## RECORDS TO USE
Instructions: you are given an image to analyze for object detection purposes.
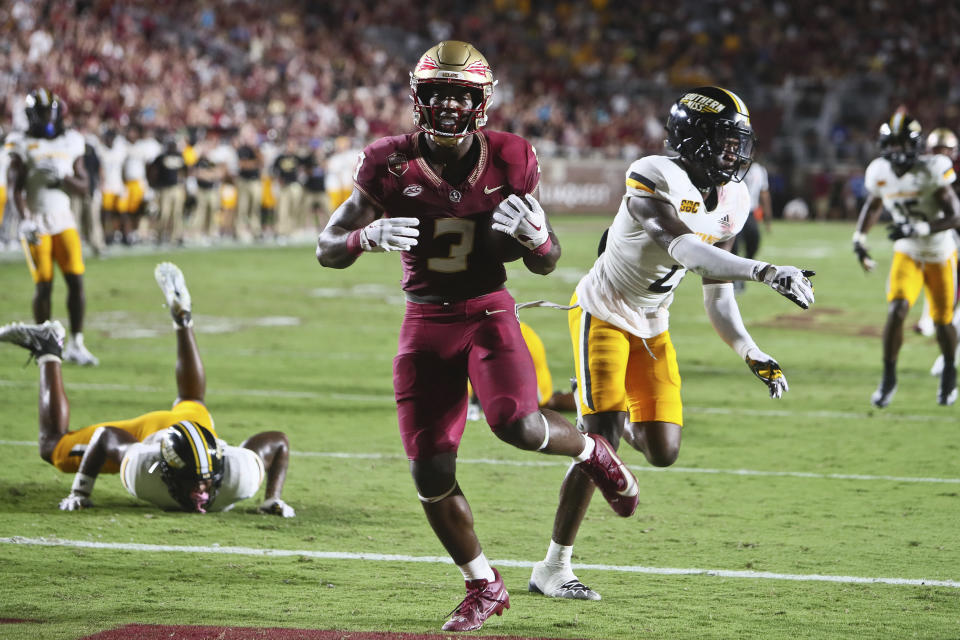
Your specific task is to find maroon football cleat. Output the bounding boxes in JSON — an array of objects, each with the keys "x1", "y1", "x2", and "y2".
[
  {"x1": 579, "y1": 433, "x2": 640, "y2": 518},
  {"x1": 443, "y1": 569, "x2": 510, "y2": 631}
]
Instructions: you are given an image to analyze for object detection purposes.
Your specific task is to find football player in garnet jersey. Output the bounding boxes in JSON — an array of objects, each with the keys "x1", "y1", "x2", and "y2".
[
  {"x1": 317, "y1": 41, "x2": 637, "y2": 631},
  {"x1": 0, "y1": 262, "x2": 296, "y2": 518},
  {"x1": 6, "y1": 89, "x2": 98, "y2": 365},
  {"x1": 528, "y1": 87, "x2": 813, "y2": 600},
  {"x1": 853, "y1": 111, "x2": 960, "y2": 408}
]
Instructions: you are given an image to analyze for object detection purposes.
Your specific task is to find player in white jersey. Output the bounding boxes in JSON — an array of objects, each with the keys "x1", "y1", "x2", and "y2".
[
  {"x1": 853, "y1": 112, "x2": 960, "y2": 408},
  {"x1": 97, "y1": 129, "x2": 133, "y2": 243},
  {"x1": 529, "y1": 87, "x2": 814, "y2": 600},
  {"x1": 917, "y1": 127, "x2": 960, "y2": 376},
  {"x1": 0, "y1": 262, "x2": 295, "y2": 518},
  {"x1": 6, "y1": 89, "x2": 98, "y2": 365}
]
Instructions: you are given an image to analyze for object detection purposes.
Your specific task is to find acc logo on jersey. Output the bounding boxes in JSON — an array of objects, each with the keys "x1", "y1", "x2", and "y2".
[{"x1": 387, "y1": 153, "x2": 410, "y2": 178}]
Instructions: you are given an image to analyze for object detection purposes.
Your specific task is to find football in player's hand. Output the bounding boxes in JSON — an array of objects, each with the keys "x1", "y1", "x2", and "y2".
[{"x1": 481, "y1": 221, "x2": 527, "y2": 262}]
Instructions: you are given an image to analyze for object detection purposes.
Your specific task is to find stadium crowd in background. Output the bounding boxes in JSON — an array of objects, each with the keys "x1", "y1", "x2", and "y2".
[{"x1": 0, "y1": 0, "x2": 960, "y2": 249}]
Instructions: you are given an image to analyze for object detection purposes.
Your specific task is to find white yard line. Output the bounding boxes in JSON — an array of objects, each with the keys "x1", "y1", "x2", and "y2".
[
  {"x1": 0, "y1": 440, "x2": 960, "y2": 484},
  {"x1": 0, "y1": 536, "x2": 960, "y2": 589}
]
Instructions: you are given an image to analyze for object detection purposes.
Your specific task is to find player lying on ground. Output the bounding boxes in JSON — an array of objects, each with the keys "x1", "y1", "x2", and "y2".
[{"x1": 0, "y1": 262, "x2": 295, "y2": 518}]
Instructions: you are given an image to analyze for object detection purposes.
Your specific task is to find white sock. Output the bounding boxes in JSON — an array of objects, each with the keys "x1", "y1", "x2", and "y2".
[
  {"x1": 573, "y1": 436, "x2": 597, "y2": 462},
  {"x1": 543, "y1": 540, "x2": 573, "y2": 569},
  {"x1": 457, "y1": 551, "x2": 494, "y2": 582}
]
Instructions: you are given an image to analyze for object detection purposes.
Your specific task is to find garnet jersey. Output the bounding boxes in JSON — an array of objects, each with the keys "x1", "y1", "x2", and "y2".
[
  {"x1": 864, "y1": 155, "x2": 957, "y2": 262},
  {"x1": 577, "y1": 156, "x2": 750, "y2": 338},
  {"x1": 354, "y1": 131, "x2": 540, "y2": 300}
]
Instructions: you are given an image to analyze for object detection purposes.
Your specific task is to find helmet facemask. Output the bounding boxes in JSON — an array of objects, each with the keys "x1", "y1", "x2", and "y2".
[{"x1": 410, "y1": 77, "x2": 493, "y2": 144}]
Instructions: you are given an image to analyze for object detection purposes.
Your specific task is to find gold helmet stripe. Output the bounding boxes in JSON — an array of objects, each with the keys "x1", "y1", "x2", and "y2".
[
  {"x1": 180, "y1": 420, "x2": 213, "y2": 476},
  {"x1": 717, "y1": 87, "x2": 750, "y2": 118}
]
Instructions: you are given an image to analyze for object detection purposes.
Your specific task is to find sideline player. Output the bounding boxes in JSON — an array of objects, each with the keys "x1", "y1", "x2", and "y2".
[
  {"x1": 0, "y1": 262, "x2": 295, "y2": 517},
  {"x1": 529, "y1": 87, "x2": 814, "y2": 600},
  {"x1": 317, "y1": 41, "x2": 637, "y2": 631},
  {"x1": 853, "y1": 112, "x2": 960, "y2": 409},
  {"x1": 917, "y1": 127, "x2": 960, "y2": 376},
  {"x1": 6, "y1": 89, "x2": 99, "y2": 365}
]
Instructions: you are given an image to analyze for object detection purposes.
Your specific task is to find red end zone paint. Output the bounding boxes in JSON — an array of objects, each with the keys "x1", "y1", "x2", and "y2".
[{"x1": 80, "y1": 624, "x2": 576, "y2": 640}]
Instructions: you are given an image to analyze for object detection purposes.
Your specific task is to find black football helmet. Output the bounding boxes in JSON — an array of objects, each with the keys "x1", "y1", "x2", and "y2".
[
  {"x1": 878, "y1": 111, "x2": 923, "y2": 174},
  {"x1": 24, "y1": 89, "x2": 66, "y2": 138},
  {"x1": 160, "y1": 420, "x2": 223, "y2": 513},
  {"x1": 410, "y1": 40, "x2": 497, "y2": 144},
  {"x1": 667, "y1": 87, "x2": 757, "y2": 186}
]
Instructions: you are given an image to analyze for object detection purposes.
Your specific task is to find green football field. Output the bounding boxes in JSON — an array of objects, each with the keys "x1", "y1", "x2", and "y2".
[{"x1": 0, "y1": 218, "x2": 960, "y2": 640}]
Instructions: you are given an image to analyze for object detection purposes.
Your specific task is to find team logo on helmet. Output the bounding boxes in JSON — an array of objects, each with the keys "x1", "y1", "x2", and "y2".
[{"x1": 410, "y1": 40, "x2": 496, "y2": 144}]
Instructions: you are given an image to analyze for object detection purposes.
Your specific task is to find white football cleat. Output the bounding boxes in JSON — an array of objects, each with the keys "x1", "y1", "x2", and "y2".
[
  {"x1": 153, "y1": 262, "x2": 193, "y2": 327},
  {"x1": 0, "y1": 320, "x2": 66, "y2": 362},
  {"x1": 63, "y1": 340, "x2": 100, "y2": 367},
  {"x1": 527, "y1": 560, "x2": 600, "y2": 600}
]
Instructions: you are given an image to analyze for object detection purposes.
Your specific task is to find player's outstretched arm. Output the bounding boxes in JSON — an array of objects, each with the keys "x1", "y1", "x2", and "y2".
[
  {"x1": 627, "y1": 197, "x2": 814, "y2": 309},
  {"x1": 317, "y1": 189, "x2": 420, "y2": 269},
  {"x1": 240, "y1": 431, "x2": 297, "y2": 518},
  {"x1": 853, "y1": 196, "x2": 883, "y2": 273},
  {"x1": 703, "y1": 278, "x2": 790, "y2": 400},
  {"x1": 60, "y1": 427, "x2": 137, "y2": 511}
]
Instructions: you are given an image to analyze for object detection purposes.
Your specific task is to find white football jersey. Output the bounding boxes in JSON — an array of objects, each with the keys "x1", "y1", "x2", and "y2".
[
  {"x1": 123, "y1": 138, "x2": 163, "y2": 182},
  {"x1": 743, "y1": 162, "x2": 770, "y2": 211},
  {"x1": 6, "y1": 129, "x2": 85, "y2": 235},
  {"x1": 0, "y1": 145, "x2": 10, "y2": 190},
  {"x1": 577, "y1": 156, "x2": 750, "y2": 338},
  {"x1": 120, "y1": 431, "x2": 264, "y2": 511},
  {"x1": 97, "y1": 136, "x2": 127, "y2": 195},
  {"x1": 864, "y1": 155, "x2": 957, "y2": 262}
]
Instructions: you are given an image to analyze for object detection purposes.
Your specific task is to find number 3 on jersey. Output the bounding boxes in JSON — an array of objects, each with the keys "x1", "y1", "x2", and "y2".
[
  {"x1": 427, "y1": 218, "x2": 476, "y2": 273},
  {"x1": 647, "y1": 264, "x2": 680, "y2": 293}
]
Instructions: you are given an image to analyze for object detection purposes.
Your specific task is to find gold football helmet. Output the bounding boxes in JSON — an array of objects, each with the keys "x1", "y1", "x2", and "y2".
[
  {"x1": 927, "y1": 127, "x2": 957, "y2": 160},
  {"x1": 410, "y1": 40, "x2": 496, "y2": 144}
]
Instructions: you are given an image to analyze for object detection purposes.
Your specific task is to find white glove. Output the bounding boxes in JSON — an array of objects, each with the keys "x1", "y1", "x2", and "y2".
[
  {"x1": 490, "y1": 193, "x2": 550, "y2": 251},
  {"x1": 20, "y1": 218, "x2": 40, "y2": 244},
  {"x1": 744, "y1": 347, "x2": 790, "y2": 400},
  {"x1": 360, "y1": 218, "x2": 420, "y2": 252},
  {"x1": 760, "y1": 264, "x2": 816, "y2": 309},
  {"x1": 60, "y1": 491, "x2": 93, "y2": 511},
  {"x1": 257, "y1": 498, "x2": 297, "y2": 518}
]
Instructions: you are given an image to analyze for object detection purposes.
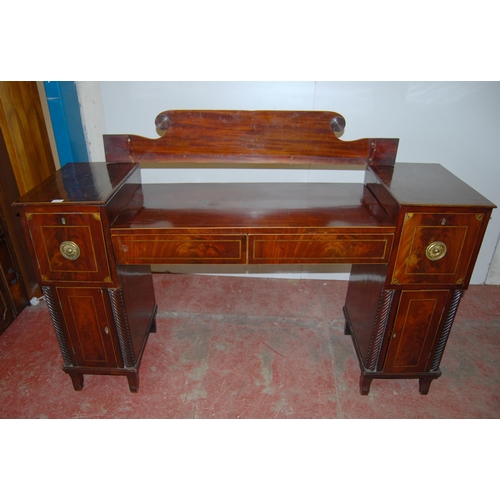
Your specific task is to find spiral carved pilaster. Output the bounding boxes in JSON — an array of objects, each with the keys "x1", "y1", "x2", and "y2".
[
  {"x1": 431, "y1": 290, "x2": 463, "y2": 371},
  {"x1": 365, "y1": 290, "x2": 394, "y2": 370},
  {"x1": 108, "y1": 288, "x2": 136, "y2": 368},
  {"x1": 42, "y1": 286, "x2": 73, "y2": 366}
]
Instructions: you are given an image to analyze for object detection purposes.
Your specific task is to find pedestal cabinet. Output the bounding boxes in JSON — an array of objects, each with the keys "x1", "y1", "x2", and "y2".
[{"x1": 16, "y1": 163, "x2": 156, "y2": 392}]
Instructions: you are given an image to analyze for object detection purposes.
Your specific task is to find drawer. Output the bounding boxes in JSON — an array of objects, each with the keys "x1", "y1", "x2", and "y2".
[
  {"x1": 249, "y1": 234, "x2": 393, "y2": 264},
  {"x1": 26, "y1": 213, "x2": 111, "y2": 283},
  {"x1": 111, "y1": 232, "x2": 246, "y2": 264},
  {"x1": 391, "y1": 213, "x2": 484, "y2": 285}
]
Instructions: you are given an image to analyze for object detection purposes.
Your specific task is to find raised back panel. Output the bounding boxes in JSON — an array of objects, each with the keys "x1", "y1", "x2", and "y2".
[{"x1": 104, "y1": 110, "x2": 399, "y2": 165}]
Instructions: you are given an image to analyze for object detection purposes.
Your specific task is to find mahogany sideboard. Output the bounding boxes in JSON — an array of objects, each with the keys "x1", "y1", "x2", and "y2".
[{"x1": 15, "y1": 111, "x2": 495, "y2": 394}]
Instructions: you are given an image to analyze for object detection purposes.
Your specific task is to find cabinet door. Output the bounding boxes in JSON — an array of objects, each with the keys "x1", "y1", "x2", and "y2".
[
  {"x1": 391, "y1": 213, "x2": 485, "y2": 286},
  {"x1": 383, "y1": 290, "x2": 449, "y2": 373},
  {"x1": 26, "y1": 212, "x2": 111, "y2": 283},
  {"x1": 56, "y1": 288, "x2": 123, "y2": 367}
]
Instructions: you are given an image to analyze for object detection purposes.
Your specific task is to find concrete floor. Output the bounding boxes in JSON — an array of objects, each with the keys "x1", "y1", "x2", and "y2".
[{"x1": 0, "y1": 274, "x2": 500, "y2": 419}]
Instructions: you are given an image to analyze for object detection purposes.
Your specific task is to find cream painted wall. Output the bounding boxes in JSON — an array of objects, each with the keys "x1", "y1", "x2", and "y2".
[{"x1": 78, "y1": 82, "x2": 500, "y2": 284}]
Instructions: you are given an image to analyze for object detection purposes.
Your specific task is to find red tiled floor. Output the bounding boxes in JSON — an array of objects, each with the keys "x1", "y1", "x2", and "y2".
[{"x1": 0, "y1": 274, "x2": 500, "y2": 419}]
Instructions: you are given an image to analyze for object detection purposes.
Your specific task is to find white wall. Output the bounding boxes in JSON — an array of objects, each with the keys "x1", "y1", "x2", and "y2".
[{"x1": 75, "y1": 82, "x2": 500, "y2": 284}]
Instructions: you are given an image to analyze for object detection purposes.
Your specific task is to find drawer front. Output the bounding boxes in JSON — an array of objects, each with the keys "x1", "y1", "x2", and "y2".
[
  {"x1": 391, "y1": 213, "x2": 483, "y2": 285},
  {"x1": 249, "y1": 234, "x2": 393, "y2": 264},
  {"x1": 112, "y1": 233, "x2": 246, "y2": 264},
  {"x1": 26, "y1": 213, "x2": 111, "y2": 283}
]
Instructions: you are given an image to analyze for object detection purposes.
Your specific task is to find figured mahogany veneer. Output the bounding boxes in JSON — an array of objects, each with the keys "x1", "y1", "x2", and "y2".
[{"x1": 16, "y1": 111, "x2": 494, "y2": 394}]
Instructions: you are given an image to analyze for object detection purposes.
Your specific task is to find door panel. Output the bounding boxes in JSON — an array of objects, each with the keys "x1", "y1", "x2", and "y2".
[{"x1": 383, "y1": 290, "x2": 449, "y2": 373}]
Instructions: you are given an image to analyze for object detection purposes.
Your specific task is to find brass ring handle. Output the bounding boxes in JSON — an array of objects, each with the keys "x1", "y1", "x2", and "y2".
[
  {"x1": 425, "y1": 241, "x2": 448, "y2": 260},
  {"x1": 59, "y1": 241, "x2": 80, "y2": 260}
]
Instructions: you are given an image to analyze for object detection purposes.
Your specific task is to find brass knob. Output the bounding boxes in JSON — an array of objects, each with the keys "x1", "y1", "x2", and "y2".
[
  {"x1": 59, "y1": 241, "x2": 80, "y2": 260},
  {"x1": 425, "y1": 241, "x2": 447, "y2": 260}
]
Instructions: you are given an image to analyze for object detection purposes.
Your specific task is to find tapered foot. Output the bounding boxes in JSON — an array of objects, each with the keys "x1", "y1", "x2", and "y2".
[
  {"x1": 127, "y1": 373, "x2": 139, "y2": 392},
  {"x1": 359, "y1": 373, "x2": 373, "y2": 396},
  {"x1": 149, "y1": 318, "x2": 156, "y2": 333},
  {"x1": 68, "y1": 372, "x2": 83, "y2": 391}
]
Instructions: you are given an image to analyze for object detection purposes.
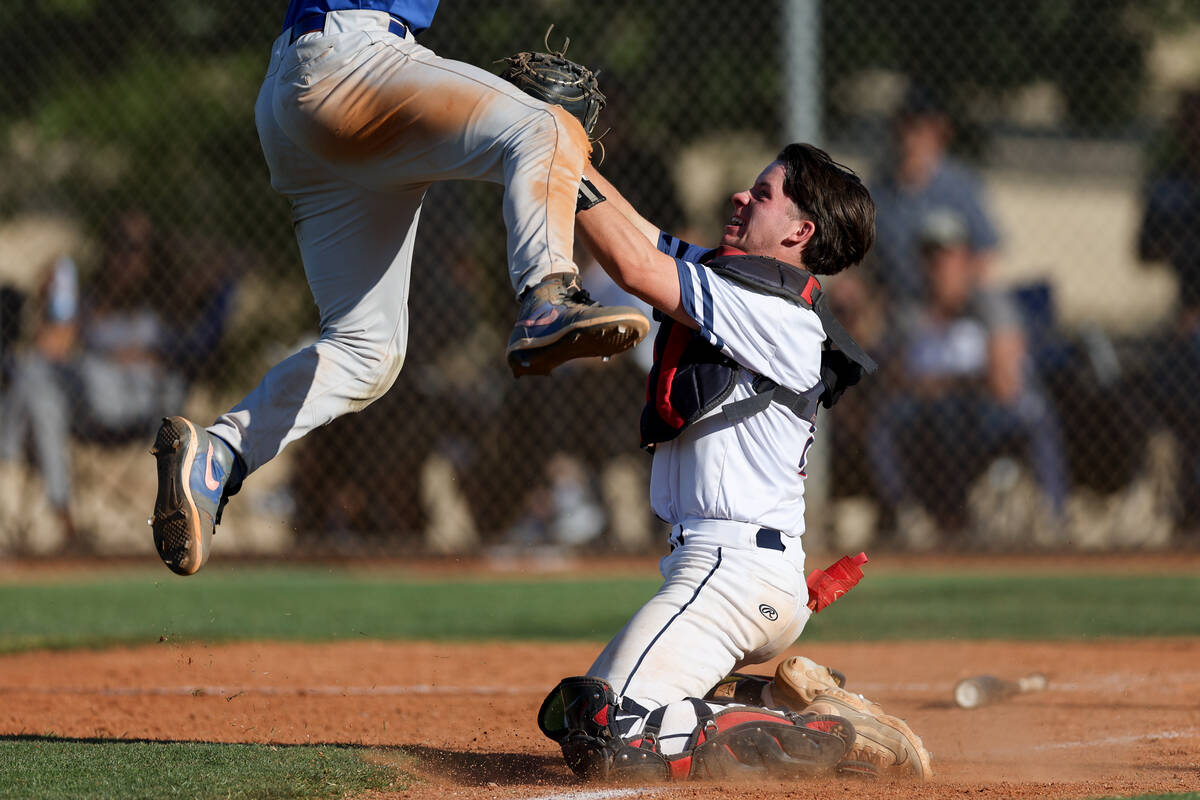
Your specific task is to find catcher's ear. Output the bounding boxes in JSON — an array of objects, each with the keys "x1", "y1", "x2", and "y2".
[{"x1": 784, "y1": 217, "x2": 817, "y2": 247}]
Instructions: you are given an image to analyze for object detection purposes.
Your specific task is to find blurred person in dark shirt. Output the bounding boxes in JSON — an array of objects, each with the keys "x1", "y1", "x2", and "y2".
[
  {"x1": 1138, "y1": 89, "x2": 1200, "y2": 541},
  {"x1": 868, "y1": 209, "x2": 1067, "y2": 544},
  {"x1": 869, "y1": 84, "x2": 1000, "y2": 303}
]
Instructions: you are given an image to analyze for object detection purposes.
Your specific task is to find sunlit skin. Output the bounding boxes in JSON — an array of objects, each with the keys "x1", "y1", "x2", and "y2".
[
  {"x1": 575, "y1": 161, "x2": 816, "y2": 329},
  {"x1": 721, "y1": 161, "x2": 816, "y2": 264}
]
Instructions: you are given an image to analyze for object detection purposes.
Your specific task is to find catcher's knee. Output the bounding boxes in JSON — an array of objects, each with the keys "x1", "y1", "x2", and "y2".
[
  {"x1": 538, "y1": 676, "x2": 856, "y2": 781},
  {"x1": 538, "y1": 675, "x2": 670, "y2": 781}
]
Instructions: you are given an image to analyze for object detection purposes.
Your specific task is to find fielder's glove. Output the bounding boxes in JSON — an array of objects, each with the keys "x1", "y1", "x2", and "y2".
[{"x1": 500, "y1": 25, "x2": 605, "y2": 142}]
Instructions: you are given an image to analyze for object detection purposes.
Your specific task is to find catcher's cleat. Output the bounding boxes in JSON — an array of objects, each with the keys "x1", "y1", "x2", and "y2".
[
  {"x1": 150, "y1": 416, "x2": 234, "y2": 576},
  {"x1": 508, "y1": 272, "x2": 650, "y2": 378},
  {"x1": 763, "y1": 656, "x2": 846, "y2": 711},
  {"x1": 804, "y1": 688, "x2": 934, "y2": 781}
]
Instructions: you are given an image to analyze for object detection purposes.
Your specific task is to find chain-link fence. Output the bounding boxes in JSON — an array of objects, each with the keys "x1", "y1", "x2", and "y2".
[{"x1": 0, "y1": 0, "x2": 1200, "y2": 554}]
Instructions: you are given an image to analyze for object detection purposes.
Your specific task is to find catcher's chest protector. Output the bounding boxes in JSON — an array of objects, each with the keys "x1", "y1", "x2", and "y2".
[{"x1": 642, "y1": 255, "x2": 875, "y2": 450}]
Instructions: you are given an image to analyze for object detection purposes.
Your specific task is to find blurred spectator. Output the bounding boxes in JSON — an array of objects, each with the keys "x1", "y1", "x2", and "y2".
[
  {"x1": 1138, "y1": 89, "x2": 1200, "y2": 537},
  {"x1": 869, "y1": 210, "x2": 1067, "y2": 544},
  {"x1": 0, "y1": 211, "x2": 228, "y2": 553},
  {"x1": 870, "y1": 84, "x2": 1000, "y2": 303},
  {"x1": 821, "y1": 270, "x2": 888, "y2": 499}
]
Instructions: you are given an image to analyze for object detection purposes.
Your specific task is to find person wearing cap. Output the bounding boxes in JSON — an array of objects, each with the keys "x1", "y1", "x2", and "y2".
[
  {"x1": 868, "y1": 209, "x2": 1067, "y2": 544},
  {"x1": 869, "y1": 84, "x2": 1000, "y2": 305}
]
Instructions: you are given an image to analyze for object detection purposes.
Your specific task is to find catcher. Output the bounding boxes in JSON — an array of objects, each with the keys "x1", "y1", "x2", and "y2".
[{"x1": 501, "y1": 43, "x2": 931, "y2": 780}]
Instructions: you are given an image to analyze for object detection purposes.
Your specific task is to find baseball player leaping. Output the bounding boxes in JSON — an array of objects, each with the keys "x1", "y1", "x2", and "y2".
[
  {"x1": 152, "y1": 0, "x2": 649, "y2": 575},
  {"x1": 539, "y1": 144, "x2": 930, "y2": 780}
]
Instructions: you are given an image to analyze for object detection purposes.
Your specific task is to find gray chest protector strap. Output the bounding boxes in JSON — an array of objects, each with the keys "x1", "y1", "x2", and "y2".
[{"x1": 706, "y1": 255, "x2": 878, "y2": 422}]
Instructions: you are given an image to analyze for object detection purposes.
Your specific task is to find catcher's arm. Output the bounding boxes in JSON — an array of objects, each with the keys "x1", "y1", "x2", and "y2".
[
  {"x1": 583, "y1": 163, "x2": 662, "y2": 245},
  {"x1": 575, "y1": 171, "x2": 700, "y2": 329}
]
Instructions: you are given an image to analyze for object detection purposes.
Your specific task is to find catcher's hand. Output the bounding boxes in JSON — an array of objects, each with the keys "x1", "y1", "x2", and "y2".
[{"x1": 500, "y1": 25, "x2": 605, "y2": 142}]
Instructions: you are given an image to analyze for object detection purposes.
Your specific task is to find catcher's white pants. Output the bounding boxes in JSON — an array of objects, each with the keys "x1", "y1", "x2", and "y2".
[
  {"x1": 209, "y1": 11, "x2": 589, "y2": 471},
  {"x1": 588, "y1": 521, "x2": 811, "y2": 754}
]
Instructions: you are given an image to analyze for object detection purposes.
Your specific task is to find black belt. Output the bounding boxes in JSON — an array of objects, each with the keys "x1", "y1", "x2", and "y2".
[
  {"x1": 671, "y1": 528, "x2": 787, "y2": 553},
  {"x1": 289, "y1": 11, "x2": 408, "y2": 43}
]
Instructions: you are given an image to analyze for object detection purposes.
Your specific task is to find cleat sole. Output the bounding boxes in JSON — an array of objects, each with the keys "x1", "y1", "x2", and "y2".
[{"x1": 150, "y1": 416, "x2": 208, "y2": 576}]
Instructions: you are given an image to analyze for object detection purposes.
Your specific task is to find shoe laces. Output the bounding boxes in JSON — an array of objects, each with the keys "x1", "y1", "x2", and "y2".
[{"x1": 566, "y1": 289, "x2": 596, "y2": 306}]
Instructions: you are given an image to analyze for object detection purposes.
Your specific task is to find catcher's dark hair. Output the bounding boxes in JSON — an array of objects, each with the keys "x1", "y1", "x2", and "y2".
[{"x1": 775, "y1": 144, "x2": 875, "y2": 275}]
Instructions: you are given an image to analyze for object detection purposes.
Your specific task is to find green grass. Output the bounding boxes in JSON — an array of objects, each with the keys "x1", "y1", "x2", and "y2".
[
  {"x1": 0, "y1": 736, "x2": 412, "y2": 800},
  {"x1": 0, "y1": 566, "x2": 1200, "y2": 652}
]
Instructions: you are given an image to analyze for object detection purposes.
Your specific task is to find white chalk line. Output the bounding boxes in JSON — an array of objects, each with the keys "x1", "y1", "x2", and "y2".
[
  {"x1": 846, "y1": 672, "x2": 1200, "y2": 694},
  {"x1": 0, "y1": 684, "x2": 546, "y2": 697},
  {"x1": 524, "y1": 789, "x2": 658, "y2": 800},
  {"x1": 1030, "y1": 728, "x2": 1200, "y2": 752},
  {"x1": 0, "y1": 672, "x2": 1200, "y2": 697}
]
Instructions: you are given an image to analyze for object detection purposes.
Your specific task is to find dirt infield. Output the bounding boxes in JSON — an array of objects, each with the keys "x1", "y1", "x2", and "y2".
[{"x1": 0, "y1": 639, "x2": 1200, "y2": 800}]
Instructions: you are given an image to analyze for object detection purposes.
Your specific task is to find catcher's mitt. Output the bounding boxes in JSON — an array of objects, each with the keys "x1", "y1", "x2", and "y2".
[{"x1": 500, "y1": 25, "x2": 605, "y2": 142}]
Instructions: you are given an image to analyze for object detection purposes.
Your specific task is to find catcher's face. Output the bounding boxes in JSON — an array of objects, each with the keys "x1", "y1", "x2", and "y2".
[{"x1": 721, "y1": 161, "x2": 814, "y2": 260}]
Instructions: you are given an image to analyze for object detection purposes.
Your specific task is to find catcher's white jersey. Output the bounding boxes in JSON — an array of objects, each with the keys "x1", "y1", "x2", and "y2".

## EXERCISE OBJECTIVE
Please collect every line from the rows above that contains the string "brass". Treat the match as case-sensitive.

## FINISHED EXERCISE
Your specific task is to find brass ring handle. Output the bounding boxes in JSON — an array of objects, each with the keys "x1", "y1", "x2", and "y2".
Your specific task is to find brass knob. Output the bounding boxes in JSON — an array of objects, each with the keys "x1", "y1", "x2", and "y2".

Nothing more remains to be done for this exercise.